● WHAT THE EXERCISE ASKS
Can you write out all the lines word for word, with no pictures?

● PROVIDED RECORDS
§ §

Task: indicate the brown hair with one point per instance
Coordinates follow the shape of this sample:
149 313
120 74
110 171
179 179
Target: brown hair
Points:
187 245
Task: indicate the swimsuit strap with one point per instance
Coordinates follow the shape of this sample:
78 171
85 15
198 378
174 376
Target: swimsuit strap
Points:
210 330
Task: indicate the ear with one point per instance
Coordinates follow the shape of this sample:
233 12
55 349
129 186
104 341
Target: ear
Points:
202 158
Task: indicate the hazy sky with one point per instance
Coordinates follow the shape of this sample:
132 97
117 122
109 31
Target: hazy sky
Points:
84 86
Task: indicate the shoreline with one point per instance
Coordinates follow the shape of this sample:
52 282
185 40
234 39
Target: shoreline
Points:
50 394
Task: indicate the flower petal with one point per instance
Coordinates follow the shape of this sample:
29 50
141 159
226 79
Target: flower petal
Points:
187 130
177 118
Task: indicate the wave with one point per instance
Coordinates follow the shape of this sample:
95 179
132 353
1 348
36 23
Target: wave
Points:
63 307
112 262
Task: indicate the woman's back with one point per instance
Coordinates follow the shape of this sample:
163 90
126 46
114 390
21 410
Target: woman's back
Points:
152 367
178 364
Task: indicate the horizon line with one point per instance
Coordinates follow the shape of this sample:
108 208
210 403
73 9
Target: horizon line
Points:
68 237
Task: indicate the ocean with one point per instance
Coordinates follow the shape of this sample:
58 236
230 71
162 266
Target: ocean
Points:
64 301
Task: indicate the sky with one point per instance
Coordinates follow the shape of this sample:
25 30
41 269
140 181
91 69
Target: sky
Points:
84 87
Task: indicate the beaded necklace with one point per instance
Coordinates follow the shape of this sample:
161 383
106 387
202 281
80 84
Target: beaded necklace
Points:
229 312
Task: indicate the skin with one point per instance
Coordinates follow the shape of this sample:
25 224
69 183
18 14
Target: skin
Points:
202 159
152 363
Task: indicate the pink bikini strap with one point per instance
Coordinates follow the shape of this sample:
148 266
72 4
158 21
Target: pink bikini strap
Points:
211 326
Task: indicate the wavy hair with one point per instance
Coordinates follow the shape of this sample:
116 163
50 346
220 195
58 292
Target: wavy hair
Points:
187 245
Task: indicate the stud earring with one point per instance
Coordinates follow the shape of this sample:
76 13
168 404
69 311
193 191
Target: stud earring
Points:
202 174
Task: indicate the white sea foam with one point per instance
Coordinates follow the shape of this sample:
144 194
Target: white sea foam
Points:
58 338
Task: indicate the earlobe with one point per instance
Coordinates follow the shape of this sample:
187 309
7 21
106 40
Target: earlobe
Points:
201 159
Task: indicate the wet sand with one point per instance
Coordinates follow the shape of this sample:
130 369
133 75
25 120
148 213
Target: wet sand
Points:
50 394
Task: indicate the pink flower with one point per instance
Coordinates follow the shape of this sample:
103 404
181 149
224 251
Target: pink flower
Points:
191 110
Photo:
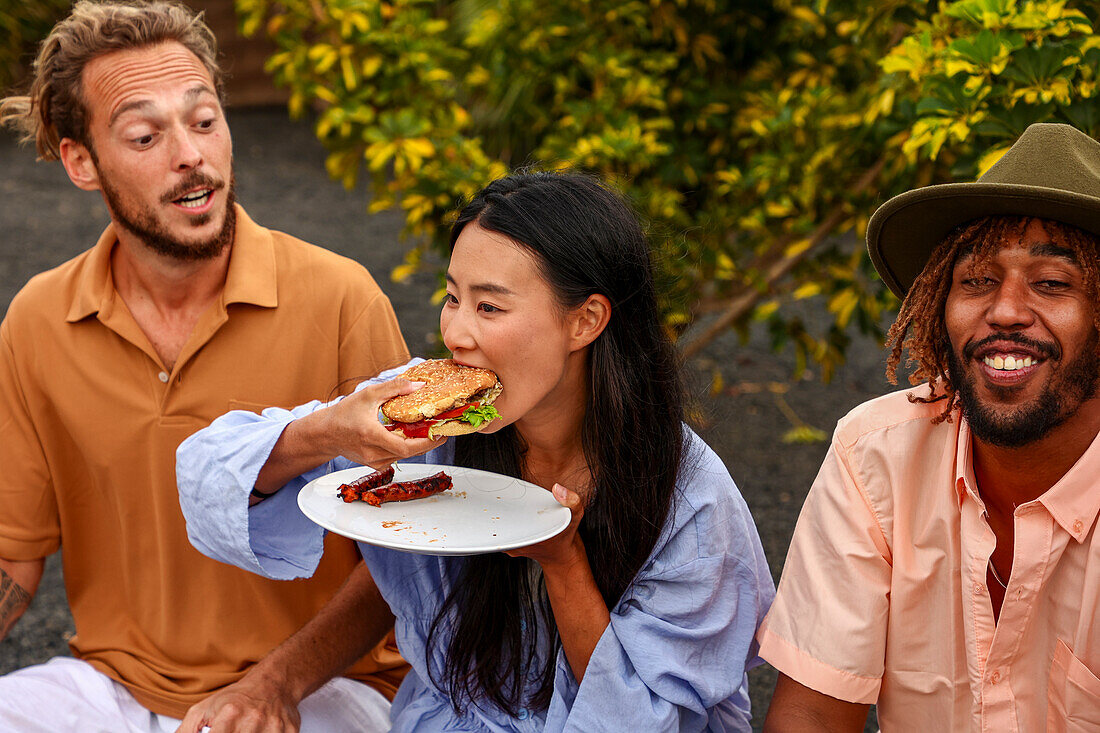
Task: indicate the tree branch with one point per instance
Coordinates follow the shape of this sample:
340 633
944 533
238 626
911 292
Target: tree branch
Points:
743 303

§ §

● RESPONSE TO THIS TASK
Task: indicate the brown hair with one point per instance
Coordinates follow the shape of this sample:
149 313
120 74
110 171
179 179
Target: brown hair
Points:
187 245
Task: indicate the swimsuit strap with one point per instance
Coordinates follow the shape of this sample:
78 171
85 15
198 378
174 376
Target: swimsuit strap
Points:
210 330
Task: indicate the ear with one point per instance
Coordinates follow the shape of this sample:
233 12
55 349
129 186
104 341
Target: ear
Points:
202 158
Task: indicate the hazy sky with one point per instance
Coordinates follow the shape of this sample:
132 97
117 122
109 31
Target: hazy sky
Points:
84 86
Task: indicate the shoreline with one point per instance
Coordinates follow the shape of this sample:
52 282
185 40
234 39
Target: shoreline
Points:
50 394
Task: indicate the flower petal with one point per instance
Coordinates follow the shape of this sample:
29 50
141 159
226 79
Target: flower petal
Points:
187 130
177 118
Task: indicate the wave with one point per instance
Coordinates follow the shape of this sample:
95 179
132 353
1 348
36 23
Target: wave
Points:
63 307
112 262
Task: indicate the woman's back with one point per instance
Coordinates follow the shape of this sample:
163 90
126 46
114 390
21 410
Target: woman's back
Points:
152 367
178 364
Task: indicate the horizon line with one point per instance
Coordinates follow the shape of this sample:
108 208
210 403
73 9
Target: horizon line
Points:
68 237
Task: indicate the ocean with one point per instance
Coordinates follow the shape of this sample:
58 236
230 71
162 266
Target: ocean
Points:
64 301
Task: indicate the sky with one point per instance
Coordinates follow the shape of this sample:
25 30
41 269
140 181
91 69
Target: sky
Points:
84 87
Task: indicate the beaded necklace with one point per instance
Coordinates follow the shape of this sample:
161 383
106 387
202 281
80 84
Target: beaded necklace
Points:
229 312
Task: indicate the skin with one point per instance
Coordinates follow the shape of this sample:
25 224
69 183
18 14
Target: skin
Points:
202 159
152 363
Task: indicate the pink bikini strap with one point per instance
Coordinates follow the shape of this sample:
148 266
72 4
158 21
Target: pink bikini strap
Points:
211 326
Task: indicate the wavy hair with one point per instance
Coordinates follow the shape of this sample:
116 163
50 346
220 195
58 292
Target: wavy hair
Points:
187 245
Task: indicate the stud earring with one point per instance
Coordinates follow the shape of this sample:
76 13
168 404
69 311
193 191
Target: stud earring
Points:
202 174
Task: indicate the white sea foam with one point per instance
Coordinates follow the shape of this sample:
144 194
Target: white sea foam
Points:
58 338
Task: indicate the earlobe with one point per instance
Coordinates follow the shape of this sample:
187 309
7 21
106 40
Target: earlobe
Points:
201 159
Task: indicate the wet sand with one point per instance
Coordinates follow the shape of this sample:
130 369
133 75
25 120
148 213
Target: wet sand
Points:
50 394
Task: indicate the pink flower with one point per instance
Coordinates follow the shape of this sample:
103 404
181 149
224 251
Target: pink flower
Points:
191 110
Photo:
Task: indicate the tree branch with one point per instance
Coordinates follow the shape of this sample:
340 633
944 533
238 626
911 292
Target: tree branch
Points:
743 303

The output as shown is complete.